**What is required:**
Your answer should show every line of the material below that includes "instance".

**Material provided:**
++++++

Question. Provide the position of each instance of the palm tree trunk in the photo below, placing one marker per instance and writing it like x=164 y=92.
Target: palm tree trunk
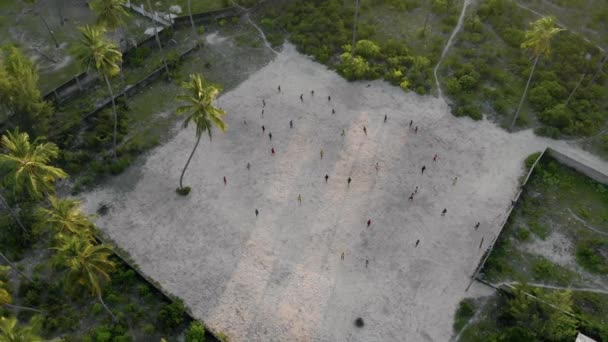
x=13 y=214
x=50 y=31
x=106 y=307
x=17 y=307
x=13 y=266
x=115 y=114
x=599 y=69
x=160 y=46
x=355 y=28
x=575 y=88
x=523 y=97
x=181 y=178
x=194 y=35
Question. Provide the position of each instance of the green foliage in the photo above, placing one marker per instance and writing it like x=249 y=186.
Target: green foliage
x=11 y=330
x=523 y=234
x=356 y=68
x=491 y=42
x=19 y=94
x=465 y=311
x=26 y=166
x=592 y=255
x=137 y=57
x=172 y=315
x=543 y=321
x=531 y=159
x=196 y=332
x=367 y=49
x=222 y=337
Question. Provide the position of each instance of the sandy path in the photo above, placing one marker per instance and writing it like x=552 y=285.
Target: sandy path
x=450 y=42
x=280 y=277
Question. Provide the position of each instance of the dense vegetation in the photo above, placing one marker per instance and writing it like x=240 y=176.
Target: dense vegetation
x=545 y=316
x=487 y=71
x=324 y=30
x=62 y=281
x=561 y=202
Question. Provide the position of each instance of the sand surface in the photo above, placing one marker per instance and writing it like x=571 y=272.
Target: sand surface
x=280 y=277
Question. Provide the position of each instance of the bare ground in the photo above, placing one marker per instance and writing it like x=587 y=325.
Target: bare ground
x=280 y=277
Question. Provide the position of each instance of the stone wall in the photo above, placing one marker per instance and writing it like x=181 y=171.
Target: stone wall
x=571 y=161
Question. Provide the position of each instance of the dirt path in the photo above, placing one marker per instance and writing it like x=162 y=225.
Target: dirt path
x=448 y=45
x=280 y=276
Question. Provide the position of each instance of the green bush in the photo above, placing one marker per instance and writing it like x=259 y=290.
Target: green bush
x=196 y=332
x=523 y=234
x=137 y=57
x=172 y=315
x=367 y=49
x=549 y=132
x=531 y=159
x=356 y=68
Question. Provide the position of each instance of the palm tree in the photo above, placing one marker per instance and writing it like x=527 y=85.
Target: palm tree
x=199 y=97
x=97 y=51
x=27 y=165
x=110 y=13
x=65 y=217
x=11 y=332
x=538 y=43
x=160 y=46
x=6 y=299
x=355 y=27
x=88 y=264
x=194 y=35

++++++

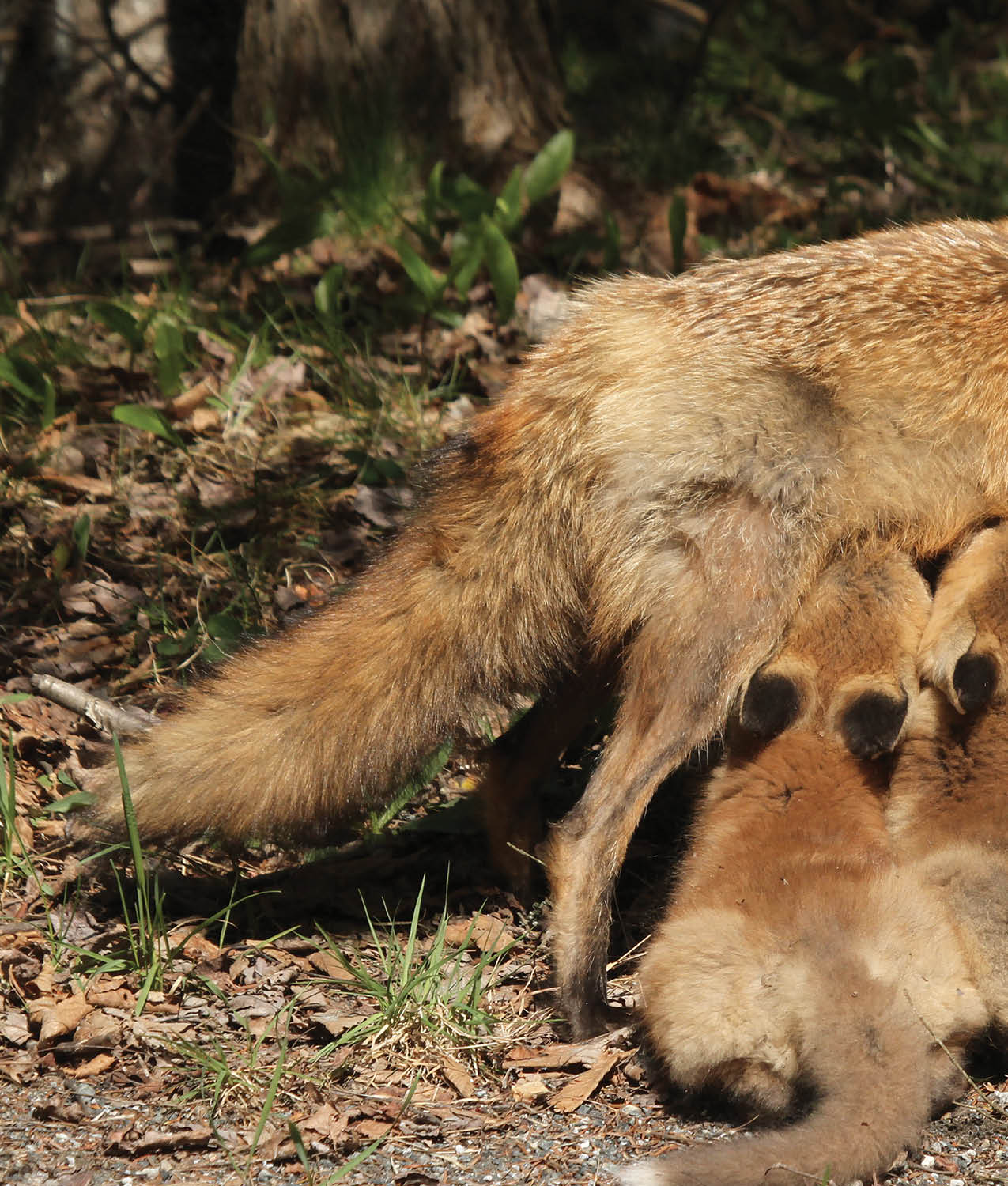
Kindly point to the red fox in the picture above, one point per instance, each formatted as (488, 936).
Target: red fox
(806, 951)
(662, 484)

++++++

**Task answer:**
Question. Provide the position of each instance of the palm tree trunk in the photo below, placing one marker per instance and writing it like x=164 y=92.
Question. Provide the position of each instance of the green foliage in the photo above, placing one marker per instance and writing it like x=249 y=186.
Question. Provide the position of each instance of the sandy path in the photo above, placing one marker per instance and writing it like x=552 y=285.
Question. Provide the position of each instance of the dense vegetation in the photo above, placing one marker per instance and writing it like x=240 y=176.
Question. Provide the position of each instance of the sand surface in the photo above, placing one marker per instance and writing it like x=571 y=272.
Question. Provide the position of each instance of the bare ground in the photo above, placing one marker per instance and writing it like x=587 y=325.
Question. Provide the position of each instance of the stone wall in the photo above, placing one marker per instance and writing it like x=181 y=171.
Question. Provide the position of each instance of the dirt path in the photo above, placing one marker per instance and writing it like x=162 y=225.
Question. Provide the position of each instance of the green bush in the photo above, placing one marker per instance and writing it like x=259 y=290.
Question. Provide the position of each instance of the palm tree in the photo above, placing one marker per instance and writing it like x=527 y=85.
Kindly point to the red fox in the picture above, one point per instance, each formatted as (488, 936).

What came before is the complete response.